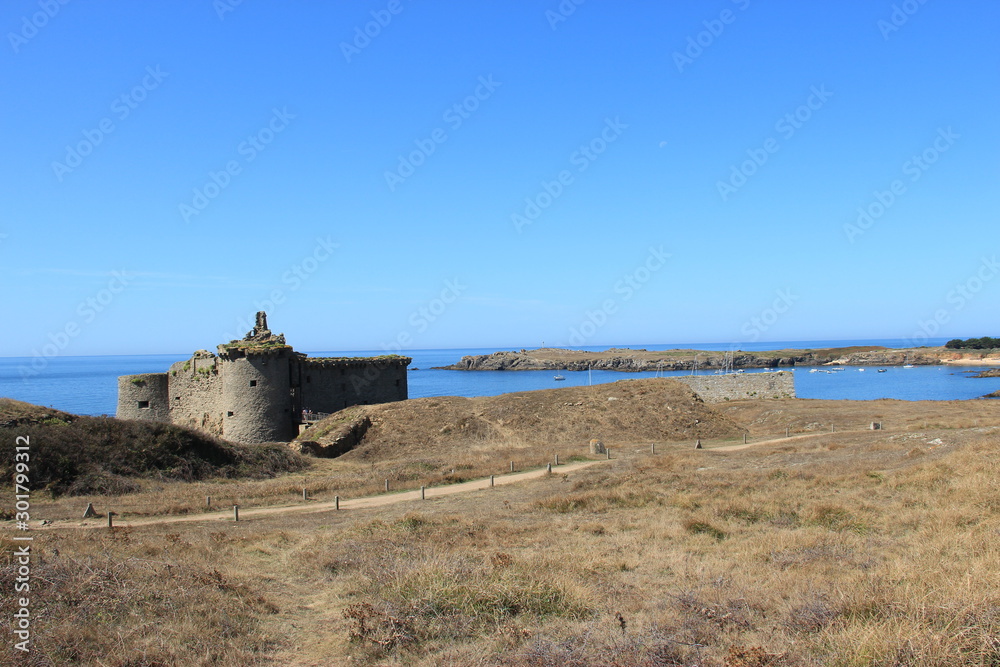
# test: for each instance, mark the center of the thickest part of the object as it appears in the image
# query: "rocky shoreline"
(629, 360)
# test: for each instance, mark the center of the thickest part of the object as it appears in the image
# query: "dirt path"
(793, 438)
(330, 505)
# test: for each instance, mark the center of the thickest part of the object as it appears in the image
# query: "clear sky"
(430, 174)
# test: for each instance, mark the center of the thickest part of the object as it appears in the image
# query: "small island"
(638, 360)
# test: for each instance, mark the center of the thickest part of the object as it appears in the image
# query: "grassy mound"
(78, 455)
(628, 411)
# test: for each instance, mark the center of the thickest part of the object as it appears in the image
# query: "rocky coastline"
(638, 360)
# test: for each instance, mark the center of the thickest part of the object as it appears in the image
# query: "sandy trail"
(792, 438)
(330, 505)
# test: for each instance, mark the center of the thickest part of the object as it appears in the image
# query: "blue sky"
(496, 174)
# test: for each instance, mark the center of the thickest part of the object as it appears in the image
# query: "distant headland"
(636, 360)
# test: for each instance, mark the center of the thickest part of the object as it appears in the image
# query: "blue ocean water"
(88, 385)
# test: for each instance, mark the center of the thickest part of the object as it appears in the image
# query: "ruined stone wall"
(331, 385)
(143, 397)
(741, 386)
(196, 393)
(256, 396)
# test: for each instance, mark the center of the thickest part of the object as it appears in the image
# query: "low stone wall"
(741, 386)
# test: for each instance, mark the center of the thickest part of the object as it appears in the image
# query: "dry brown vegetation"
(848, 548)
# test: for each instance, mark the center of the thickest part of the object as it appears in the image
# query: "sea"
(89, 386)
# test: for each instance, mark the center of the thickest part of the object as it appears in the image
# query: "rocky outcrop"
(617, 359)
(631, 361)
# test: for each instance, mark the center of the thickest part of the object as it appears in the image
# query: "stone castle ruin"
(257, 389)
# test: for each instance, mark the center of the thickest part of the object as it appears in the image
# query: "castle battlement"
(256, 389)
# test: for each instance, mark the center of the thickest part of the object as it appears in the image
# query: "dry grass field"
(850, 547)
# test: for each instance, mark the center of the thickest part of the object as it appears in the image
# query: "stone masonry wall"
(196, 394)
(143, 397)
(741, 386)
(328, 386)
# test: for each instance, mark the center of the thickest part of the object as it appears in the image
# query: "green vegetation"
(984, 343)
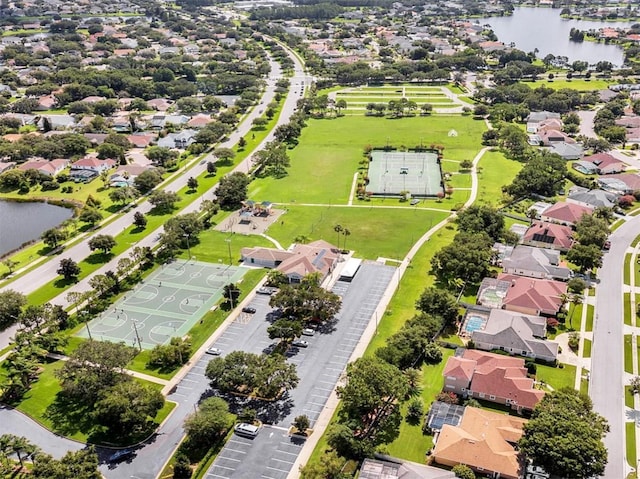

****************************************

→ **Task goal**
Skipping any images, write out all the data exactly.

→ **Response to the exercise**
# test: for each instance, mark the center of the thickest part of the object as it appears in the image
# query: "rocky shoreline"
(629, 360)
# test: for each instance, mark the center of the thickest part of the object as it appears in the image
# query: "dirt path"
(793, 438)
(330, 505)
# test: for each instance, mark the center of the thickest part of the object as it appears in the image
# query: "clear sky"
(430, 174)
# test: for each instance, mark the center of the thickest part of the object as it appears in the image
# query: "small island"
(638, 360)
# test: for each instance, mark the center of the thickest part of the object as it appears in the image
# query: "grassy mound"
(78, 455)
(628, 411)
# test: for each instance, mark the center of the thickest part of the object as it appears in the image
# query: "rocky coastline"
(638, 360)
# test: for each instance, mark the center of the thickest part of the object as it appears in the image
# query: "sandy trail"
(792, 438)
(330, 505)
# test: for each instance, mark the center of the thickest part of the object as it appears in the image
# query: "blue sky"
(496, 174)
# test: for each instance, mark the center of the thickest part of the object as it appears in the image
# query: "distant headland"
(636, 360)
# test: for each instance, mark the center of the thickest part of the object as it appears in the image
# query: "blue ocean water"
(88, 385)
# test: for each instance, mark the center of the thickest part of the object as it appears in the image
# query: "ruined stone wall"
(331, 385)
(143, 397)
(741, 386)
(196, 393)
(256, 396)
# test: for each instance, mark the center of the thickest part of the object as it appears in the image
# query: "low stone wall"
(741, 386)
# test: for each instance, mark the center of the thickest part of the object as it appears in the image
# query: "dry brown vegetation"
(848, 548)
# test: for each instance, mark the center of the thickest part of the object as it appears in the image
# query: "sea"
(89, 386)
# test: for each instance, mark the center of the thickest part of the object as it appears in the image
# query: "rocky outcrop"
(617, 359)
(631, 361)
# test: for each instance, mark the center of the thickest part of the object as it appears in the image
# query: "stone castle ruin"
(257, 389)
# test: for each instance, mark the center of the thickest part of the object as it appears in the image
# query: "castle battlement"
(256, 389)
# test: for each instance, mark the center of the thickest part of the object as it appears in the image
# query: "dry grass field"
(850, 547)
# test: for each instance, mark the center of the thickest part of the object as it appears in the image
# query: "stone masonry wall"
(196, 394)
(143, 397)
(741, 386)
(328, 386)
# test: for each instance, mark the center of the thickest part of the object as it appears in the image
# query: "green vegetation"
(984, 343)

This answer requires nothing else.